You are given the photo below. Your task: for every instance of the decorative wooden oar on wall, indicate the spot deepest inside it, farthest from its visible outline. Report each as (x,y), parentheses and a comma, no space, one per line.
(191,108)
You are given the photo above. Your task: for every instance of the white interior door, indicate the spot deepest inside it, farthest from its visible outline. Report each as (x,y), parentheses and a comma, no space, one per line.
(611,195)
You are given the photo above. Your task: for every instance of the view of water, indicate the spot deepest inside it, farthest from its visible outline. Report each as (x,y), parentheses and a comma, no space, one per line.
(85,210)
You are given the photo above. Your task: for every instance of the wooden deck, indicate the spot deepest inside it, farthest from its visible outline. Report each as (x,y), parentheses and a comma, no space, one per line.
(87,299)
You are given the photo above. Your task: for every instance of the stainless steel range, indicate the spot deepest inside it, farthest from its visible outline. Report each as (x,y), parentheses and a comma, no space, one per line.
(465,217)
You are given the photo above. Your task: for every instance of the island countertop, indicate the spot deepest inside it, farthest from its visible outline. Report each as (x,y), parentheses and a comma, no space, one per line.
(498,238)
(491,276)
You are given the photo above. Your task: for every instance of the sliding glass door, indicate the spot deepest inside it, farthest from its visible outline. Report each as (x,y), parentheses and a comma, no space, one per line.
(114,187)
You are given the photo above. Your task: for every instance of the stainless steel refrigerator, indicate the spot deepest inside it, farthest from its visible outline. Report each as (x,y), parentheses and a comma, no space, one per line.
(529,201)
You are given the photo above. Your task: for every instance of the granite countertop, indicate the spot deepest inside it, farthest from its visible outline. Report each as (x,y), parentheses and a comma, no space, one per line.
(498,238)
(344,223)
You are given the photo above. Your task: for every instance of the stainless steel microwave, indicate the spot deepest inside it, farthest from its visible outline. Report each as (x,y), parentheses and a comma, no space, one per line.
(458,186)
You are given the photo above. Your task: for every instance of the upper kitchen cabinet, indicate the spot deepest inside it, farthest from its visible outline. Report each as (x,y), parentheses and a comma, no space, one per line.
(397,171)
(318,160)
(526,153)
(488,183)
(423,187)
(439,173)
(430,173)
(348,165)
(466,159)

• • • •

▶ What is being asked
Rename "stainless steel" to "brushed steel" everywhere it occurs in the records above, and reproduce all their lines with nothing else changed.

▶ Solution to this exercise
You are given the photo below. Your task: for every instance of the decorative wooden oar on wall, indicate the spot deepest inside it, farthest from its visible outline. Report each as (x,y), parentheses and a comma, no space, one per line.
(191,108)
You are given the photo above. Your task: for every instance of the white interior door, indicate the spot deepest inside it, farthest from its visible outline. Report each as (x,y), parentheses and a comma, no space, one per line.
(611,195)
You are given the photo above. Your task: for every instance of the view of water, indicate the spot deepest inside it, farthest from its visible outline. Report each as (x,y), parentheses and a comma, no space, one per line.
(85,210)
You are given the photo above. Your task: for every instance of the wooden deck, indicate the spot deepest inside it, farthest from its visible outline. Report each as (x,y), parentheses and a comma, no space, one per line.
(87,299)
You are given the photo above. Your task: for every instance of the brushed steel range, indicate the spot deepest inside it, farthest from its visible outline. Report each as (x,y), parentheses and a comma, no space, one per line.
(465,217)
You are given the photo above. Your task: for every instance of the island countertop, indicate the spot deepest inside it, farthest from its visible outline. Report each as (x,y), parentheses and a comma, no space, one per line.
(498,238)
(491,276)
You are given the photo above. Your task: for every instance of the sliding glass door, indicate the spot deepest inside it, farthest from its visible outline. Report each as (x,y), parentheses and a comma, no space, one per line.
(114,187)
You are given the photo above. Your task: for every instance of the brushed steel refrigerator, indicate the spot deepest inside it, farthest from its visible outline. Report each as (x,y), parentheses and a comma, no space, one per line.
(529,201)
You are given the photo above. Your task: for every instance of the granite countertop, indicate the spot deepest inside it, farthest from its visible outline. Report each as (x,y), parentheses and a comma, no space, one per line.
(498,238)
(344,223)
You are given the photo above. Your task: for every instance of the brushed steel microwave, indicate the spot deepest inside it, farthest from its visible outline. Report each as (x,y), parentheses and a comma, no space, one per line.
(458,186)
You are given the photo above. Your task: for every instance of the upper kitchen cabinet, indicate the spot deepest inside it, farthest from its visible outline. Report each as (x,y), parentheses and a comma, no space, one per line.
(397,171)
(318,160)
(526,153)
(488,183)
(423,187)
(439,173)
(430,173)
(348,165)
(466,159)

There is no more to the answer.